#### Stated exercise
Update the listing below by swapping every occurrence of "glass facade tower" for "glass skyscraper" and keeping everything else the same. Omit the pictures from your answer.

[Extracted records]
-------

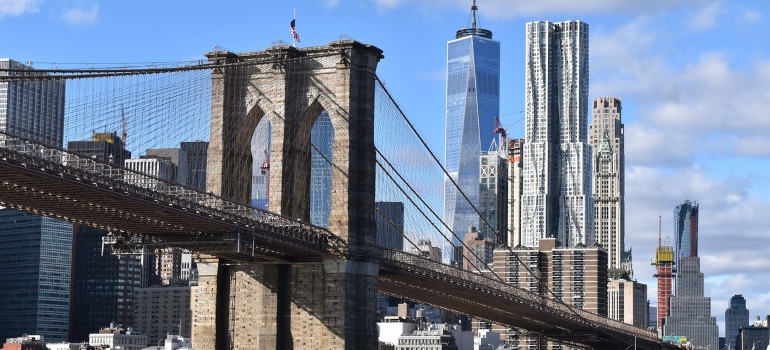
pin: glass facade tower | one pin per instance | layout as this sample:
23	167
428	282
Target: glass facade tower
36	271
686	229
37	265
736	316
32	109
322	138
556	199
472	102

-------

#### Problem solution
pin: glass skyscraper | one pin per instance | layout as this sample:
23	167
428	282
Target: glass skyscraper
36	271
686	229
37	265
736	316
32	109
322	138
556	199
472	102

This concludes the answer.